------ SUPPLIED PASSAGE ------

Does Colonialism work? . . . metrics to evaluate colonialism

The ever perceptive Zachary Latif asked the question of whether colonialism works. I think this needs to be evaluated on a case by case basis. How to evaluate the success of colonialism? Here is one way to evaluate the success of colonialism:

  • 90% colonization of the mind
    • Has colonization improved the character and self confidence of locals?
    • Or has colonization harmed the character and self confidence of people by creating inferiority complexes and causing locals to turn against each other?
  • 9% strengthening and forming local institutions
    • This includes efficient, effective and fair judicial systems; capable police, capable armed forces, capable other civilian governance institutions. Where “capable” means that institutions provide significant capacity to the government at a reasonable cost relative to services rendered.
    • This also includes capable religious, spiritual, charitable, business association, art, cultural, press, advocacy and other civil society organizations.

------

● **PROBLEMS TO WORK ON**:
1: Revise the stretch of the colonialism passage from "The ever perceptive" through "against each other?" so that "self confidence" becomes "self-assurance" everywhere it occurs.
2: Continue the post on evaluating colonialism, starting right after its last sentence.

------ EXTRACTED MATERIAL ------

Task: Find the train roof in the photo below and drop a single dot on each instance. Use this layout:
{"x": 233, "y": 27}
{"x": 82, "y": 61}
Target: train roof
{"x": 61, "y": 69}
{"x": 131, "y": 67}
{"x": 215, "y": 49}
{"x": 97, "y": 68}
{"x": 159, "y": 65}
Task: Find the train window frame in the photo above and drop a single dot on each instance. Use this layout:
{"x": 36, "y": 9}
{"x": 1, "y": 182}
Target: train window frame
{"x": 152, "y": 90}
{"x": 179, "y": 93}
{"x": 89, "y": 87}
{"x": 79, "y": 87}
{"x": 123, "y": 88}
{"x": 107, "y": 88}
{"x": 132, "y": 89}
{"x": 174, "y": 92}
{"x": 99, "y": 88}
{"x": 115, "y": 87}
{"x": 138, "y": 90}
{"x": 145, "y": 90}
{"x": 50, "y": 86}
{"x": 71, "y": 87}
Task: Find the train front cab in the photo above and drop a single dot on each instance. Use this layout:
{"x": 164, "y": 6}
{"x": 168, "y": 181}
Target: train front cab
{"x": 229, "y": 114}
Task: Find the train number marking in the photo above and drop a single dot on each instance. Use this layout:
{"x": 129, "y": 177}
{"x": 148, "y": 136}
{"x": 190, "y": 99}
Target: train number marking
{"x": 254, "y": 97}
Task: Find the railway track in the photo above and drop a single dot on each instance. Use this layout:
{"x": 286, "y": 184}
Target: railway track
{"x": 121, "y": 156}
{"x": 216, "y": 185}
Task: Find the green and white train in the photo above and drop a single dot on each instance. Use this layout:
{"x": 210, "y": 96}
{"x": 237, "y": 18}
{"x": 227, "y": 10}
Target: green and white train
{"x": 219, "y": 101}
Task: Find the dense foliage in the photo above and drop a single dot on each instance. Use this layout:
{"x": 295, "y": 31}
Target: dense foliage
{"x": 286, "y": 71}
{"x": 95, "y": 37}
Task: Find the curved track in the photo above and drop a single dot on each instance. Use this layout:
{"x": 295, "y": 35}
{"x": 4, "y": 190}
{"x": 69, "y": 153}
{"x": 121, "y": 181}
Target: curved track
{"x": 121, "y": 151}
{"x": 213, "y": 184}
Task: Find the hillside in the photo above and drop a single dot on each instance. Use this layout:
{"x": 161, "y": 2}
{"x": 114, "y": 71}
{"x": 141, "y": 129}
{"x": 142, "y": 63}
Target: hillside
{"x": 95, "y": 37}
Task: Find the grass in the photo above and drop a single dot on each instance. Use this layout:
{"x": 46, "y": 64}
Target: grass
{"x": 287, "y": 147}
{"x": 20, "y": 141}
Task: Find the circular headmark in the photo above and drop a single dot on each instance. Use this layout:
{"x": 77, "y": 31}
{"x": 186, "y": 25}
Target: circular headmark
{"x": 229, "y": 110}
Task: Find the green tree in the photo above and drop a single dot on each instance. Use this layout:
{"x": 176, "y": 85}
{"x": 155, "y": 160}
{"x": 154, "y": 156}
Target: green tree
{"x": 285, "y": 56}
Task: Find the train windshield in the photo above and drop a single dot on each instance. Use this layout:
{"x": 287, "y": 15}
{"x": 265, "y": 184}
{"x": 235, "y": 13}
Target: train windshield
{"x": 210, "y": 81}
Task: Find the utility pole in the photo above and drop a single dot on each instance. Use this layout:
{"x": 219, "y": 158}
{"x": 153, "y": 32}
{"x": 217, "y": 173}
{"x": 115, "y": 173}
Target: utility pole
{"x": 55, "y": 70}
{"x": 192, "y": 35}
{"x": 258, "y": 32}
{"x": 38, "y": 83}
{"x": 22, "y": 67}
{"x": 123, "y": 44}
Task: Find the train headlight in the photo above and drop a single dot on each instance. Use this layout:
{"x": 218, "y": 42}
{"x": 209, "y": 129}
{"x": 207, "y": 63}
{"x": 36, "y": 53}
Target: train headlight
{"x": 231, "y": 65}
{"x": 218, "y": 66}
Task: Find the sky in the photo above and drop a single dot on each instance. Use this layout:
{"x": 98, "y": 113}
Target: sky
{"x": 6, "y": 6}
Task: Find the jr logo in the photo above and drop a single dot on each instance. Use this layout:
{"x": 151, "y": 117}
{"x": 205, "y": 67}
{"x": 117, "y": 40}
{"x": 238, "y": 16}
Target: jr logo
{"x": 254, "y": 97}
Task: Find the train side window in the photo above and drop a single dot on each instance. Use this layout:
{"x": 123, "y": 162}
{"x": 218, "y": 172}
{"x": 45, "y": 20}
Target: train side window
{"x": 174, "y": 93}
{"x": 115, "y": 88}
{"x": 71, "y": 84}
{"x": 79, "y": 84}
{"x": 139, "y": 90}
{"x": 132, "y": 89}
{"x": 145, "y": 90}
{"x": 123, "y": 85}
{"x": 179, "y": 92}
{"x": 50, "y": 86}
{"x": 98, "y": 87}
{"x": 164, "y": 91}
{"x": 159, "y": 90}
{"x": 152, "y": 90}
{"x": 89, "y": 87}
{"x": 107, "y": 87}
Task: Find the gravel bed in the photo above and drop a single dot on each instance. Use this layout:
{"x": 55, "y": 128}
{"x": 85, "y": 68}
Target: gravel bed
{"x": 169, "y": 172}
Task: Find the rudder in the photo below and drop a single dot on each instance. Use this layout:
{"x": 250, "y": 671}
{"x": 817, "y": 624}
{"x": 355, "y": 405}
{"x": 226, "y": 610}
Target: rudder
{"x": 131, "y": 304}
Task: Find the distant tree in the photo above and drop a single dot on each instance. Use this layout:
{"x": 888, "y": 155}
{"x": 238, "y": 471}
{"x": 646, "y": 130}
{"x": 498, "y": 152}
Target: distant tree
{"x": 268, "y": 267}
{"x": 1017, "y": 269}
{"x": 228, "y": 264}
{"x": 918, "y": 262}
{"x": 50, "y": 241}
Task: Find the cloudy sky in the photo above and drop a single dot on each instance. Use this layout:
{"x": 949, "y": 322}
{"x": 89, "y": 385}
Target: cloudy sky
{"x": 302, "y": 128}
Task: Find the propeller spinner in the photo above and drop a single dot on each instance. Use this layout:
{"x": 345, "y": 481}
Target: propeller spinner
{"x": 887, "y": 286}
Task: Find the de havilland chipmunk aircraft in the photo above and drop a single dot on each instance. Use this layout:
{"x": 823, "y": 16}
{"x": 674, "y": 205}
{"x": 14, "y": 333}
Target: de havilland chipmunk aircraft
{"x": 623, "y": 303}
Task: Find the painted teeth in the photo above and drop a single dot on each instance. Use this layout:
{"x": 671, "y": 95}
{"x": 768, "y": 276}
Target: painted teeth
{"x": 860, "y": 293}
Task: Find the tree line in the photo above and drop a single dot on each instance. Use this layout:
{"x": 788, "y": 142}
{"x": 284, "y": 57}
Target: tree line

------

● **ANSWERS BY TASK**:
1:
The ever perceptive Zachary Latif asked the question of whether colonialism works. I think this needs to be evaluated on a case by case basis. How to evaluate the success of colonialism? Here is one way to evaluate the success of colonialism:

  • 90% colonization of the mind
    • Has colonization improved the character and self-assurance of locals?
    • Or has colonization harmed the character and self-assurance of people by creating inferiority complexes and causing locals to turn against each other?

2:
    • Additionally includes quality private sector business institutions.
  • 0.9% human capital
    • Don’t need to explain why educated local people benefit the local economy
  • 0.09% physical capital
    • Access to quality and market priced transportation, telecommunications, energy, utilities, tools. Including access to efficient capital markets with a low risk adjusted cost of capital. It matters little who owns physical capital (whether “oppressor” rich people or “oppressor” foreigners); only that it accessible to all economic participants at market prices.
  • 0.01% everything else
    • This includes all income or wealth transfers [theft]; or “oppression” as defined by post modernists. Why does this not materially matter? Because income, wealth, product development, process innovation can be easily created by a team of people with character, health and intelligence. Humans have infinite potential inside them . . . the spark of transcendence. A team of humans can transform and improve the world.
      • Character is defined as love in action, self confidence, purity, authenticity, few vibrations, fluctuations, traumas in the subconscious. In Sanskrit this is called “Chitta Shuddhi”.

How have English colonizers done in their colonization of the minds of their imperial subjects? It is a mixed record at best.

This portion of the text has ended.